> EXERCISE GOAL
Copy the records below word for word, from the line containing "of the cross" through the line containing "Target: cross finial on tower". Leave the pictures out of your copy.

> RECORDS FOR THIS EXERCISE
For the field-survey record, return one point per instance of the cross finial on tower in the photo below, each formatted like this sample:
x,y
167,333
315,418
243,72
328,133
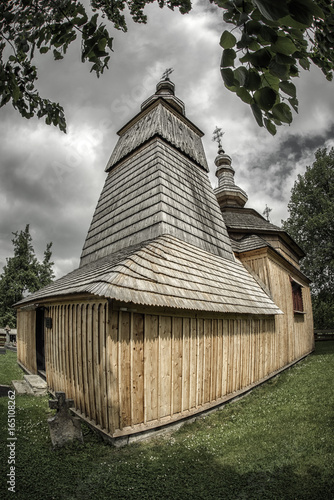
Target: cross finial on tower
* * *
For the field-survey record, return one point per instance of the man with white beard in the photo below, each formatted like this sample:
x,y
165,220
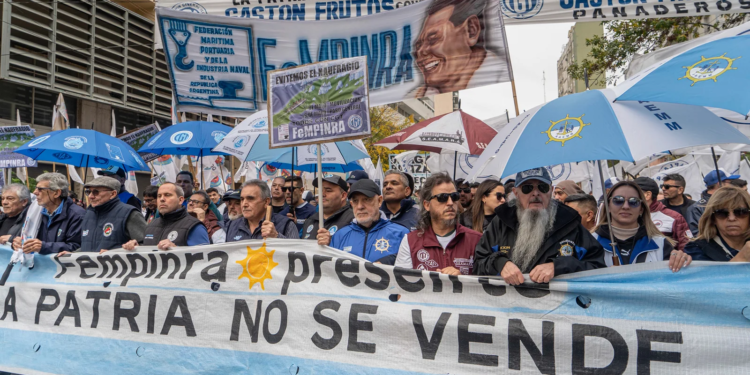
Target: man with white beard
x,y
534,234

> EXERCISE ANSWER
For the field-survey record, return one point per instance of the cross finial on tower in the photo below, each formatted like this sample:
x,y
167,333
315,418
243,72
328,133
Target: cross finial on tower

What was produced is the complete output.